In 2003, however, Myanmar stopped granting visas to some Bloomberg School faculty. Researchers moved to countries bordering Myanmar and began to provide cross-border medical care to ethnic minority groups that, embroiled in 50 years of conflict with the junta, had been cut off from even minimal health services. The researchers trained backpack medics not only to provide medical care but also to collect data inside the conflict zones; a 2006 survey by the medics found that one in five children died before age 5.

As the years passed, military oppression in Myanmar persisted. But then, beginning in the summer of 2011, something remarkable began to take place: top-down reform. The nominally civilian government that had taken power in March loosened press censorship, released some political prisoners, and sent peace envoys to meet with armed resistance groups. The United States acknowledged these reforms by sending Secretary of State Hillary Rodham Clinton to Myanmar in late November 2011.

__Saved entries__
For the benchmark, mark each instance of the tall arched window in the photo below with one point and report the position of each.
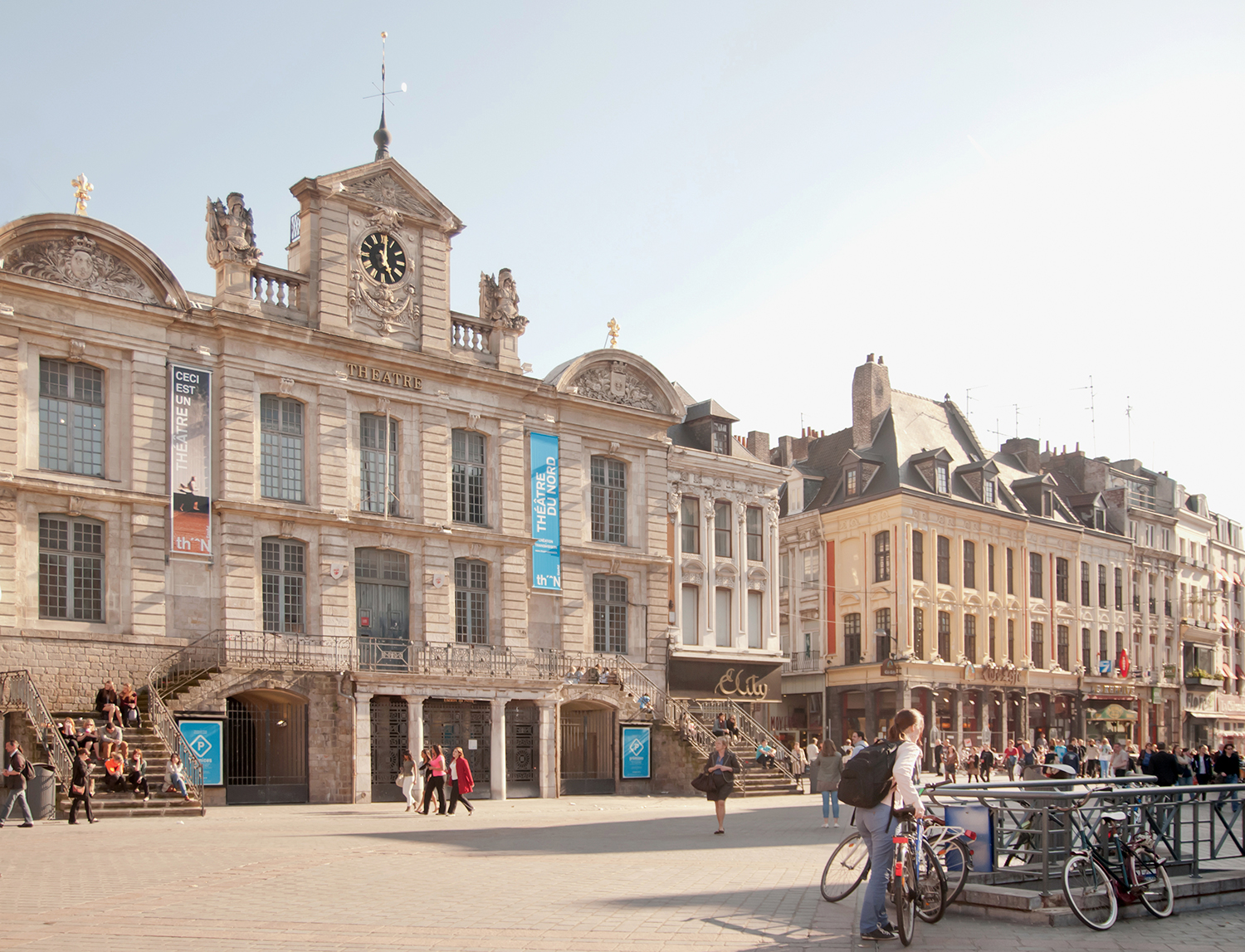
(609, 613)
(70, 417)
(70, 568)
(281, 448)
(283, 564)
(471, 601)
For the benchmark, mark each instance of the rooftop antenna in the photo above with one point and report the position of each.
(383, 137)
(1093, 422)
(1128, 413)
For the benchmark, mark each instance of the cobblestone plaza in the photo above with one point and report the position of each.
(573, 874)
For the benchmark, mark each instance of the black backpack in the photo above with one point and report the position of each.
(867, 777)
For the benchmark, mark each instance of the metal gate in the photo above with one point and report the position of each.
(456, 723)
(587, 750)
(266, 749)
(522, 753)
(390, 720)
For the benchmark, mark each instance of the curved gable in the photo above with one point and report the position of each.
(91, 256)
(615, 376)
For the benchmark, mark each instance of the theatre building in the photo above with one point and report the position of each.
(330, 514)
(923, 570)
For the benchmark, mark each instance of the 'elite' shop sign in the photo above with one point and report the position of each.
(730, 680)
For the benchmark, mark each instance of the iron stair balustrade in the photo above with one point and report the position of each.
(17, 688)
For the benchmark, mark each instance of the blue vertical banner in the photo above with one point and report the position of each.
(206, 738)
(635, 753)
(545, 483)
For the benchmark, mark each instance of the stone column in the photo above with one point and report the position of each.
(497, 752)
(363, 747)
(958, 707)
(548, 747)
(415, 725)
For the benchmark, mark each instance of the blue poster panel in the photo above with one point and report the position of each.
(545, 481)
(635, 753)
(206, 738)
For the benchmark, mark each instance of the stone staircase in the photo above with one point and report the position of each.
(124, 803)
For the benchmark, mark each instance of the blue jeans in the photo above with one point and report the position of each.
(17, 797)
(827, 798)
(876, 827)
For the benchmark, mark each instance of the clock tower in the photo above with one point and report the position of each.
(375, 247)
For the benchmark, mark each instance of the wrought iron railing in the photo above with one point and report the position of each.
(17, 690)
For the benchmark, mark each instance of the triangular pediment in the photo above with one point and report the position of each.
(385, 184)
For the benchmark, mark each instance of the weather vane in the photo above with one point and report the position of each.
(82, 191)
(383, 137)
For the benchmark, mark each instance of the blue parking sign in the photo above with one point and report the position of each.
(635, 753)
(206, 740)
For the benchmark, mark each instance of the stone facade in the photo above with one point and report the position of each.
(325, 543)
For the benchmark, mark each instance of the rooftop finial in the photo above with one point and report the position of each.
(82, 191)
(383, 139)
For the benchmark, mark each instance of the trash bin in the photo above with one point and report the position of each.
(976, 818)
(42, 793)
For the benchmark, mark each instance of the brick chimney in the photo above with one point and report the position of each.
(871, 400)
(759, 445)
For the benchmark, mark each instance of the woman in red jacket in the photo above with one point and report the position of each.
(460, 782)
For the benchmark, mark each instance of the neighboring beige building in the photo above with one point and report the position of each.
(341, 560)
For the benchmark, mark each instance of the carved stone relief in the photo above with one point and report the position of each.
(615, 383)
(388, 192)
(383, 308)
(77, 261)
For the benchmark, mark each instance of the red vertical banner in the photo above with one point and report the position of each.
(189, 455)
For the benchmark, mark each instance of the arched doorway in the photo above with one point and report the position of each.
(266, 747)
(587, 740)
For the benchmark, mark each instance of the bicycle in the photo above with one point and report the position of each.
(849, 864)
(915, 892)
(1096, 885)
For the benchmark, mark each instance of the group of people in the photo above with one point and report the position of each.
(435, 773)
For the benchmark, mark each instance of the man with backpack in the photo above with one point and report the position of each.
(17, 772)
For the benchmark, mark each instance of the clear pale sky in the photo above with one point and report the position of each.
(1001, 197)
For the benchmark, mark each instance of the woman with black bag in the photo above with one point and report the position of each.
(721, 765)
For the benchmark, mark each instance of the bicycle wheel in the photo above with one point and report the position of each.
(1157, 895)
(931, 899)
(956, 862)
(847, 867)
(903, 889)
(1090, 892)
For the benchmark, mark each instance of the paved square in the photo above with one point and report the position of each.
(588, 874)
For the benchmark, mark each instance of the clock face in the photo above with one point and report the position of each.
(383, 258)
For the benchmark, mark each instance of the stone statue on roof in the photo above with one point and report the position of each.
(232, 232)
(500, 301)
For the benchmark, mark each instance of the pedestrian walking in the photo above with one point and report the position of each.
(80, 788)
(406, 779)
(17, 772)
(988, 762)
(461, 782)
(826, 773)
(435, 782)
(726, 764)
(876, 824)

__Activity 1__
Copy from the Myanmar passage the stretch from "As the years" through "late November 2011.".
__Activity 2__
Condense the paragraph of the Myanmar passage that begins "As the years passed" into a shorter version that keeps its main facts.
__Activity 3__
According to the Myanmar passage, what did the backpack medics' 2006 survey find?
These records are separate material that has no connection to the Myanmar passage.

__Result 1__
As the years passed, military oppression in Myanmar persisted. But then, beginning in the summer of 2011, something remarkable began to take place: top-down reform. The nominally civilian government that had taken power in March loosened press censorship, released some political prisoners, and sent peace envoys to meet with armed resistance groups. The United States acknowledged these reforms by sending Secretary of State Hillary Rodham Clinton to Myanmar in late November 2011.

__Result 2__
Military oppression in Myanmar continued until the summer of 2011, when top-down reform began. The nominally civilian government that had taken power that March eased press censorship, freed some political prisoners, and sent peace envoys to armed resistance groups. The United States recognized these reforms by sending Secretary of State Hillary Rodham Clinton to Myanmar in late November 2011.

__Result 3__
One in five children died before age 5.